— start of Material for this exercise —

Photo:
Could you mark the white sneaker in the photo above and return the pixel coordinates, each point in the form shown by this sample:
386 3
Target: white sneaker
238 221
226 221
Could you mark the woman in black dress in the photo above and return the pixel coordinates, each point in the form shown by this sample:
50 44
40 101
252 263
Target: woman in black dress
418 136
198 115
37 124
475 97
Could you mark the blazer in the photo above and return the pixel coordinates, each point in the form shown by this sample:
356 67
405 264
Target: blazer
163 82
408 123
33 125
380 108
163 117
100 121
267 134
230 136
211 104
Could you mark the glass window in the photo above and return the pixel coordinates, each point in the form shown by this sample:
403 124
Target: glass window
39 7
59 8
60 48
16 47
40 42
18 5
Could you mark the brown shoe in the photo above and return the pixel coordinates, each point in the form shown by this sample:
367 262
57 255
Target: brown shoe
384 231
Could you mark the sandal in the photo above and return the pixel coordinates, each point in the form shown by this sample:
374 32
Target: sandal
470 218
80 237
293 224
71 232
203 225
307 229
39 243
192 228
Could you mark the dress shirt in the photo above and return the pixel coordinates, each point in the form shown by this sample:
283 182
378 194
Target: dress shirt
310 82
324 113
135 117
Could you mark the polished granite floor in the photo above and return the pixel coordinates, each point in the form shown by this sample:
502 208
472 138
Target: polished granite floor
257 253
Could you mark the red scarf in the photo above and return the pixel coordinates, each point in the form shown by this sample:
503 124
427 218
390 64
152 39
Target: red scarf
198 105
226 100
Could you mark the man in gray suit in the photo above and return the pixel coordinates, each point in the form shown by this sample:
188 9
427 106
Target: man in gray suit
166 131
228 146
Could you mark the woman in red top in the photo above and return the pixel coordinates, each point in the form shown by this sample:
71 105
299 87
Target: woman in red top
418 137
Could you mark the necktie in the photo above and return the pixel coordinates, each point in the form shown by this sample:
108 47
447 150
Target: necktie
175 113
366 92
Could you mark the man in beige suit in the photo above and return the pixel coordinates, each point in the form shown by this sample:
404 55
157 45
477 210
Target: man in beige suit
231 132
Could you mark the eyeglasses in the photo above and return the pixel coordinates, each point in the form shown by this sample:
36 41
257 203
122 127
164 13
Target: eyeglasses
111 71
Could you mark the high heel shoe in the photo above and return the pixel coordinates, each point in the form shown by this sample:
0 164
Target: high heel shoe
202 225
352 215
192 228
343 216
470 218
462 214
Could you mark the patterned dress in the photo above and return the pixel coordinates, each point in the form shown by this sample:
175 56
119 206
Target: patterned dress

— end of Material for this exercise —

* Task brief
Reproduce all of the records above word for word, with no changes.

* Exercise response
Photo:
Could you mark the white sneaker in the photo above and return the pixel coordinates, each point in the form shown by this sample:
386 3
Target: white sneaker
238 221
226 221
Could you mark the woman in black dress in the photo above and return the pixel coordinates, each point in the form shown by this sample:
50 44
40 101
252 263
Target: woman in black dress
418 136
198 115
37 124
475 97
Could you mark the blazer in the photo above and return the pixel coordinates, each point in the form shown by this sample:
356 67
405 264
Target: blazer
163 82
408 123
33 125
380 108
163 117
100 121
267 134
230 136
211 104
Could you mark the glass window in the photo above and return the pixel coordinates, each point in the form shown by this sample:
403 124
Target: glass window
39 7
59 8
60 48
16 47
40 42
18 5
Could you mark the brown shoe in the photo above and return the pixel coordinates, each point in the form shown by this sample:
367 262
57 255
Target: brown shoe
384 231
Could you mark the sandal in the photo above and return the pixel coordinates, each point in the form shown by this sample:
374 32
Target: sandal
470 218
80 237
293 224
71 232
203 225
307 229
39 243
192 228
Could you mark the dress shirt in the photo above and return the pixel coordinates, each point in the form shown by this sample:
283 182
378 194
Target: dress shirt
310 82
324 113
135 117
Could you mark the polished granite floor in the photo above and return the pixel coordinates, each point in the form shown by this sample:
502 208
472 138
Target: polished granite floor
257 253
Could you mark the red scarf in the photo above and return the pixel coordinates, each point in the form shown by this sample:
503 124
427 218
390 64
152 39
Target: red scarf
198 105
226 100
Could you mark the man in gray suit in the photo above and return the pixel coordinates, each point in the form shown by this sample:
188 9
427 106
Target: man in gray suit
166 131
228 146
Could you mark the woman in red top in the photo above and return the pixel coordinates, each point in the form shown by this sample:
71 105
299 87
Target: woman in red top
418 137
Could you mark the necktie in the photo above and return the pixel coordinates, each point in the form shown by this sample:
108 47
447 150
Target: necktie
175 113
366 92
Could you mark the man in beige suit in the photo above and return the pixel coordinates, each point in the form shown by this sample:
404 55
157 45
477 210
Target: man in beige suit
231 132
Could you mark the eyeglasses in the photo above and return the pixel coordinates, each point in the form shown by this sample:
36 41
257 203
122 127
164 13
Target: eyeglasses
111 71
Could you mark the high heel shoe in the photo above and return the pixel coordinates, each point in the form shown by this sample:
0 164
Target: high heel shoe
202 225
352 215
192 228
343 216
470 218
462 214
Could you mark the patterned dress in the photo above and return the pixel coordinates, each point in the form shown by this sample:
175 56
119 206
Target: patterned dress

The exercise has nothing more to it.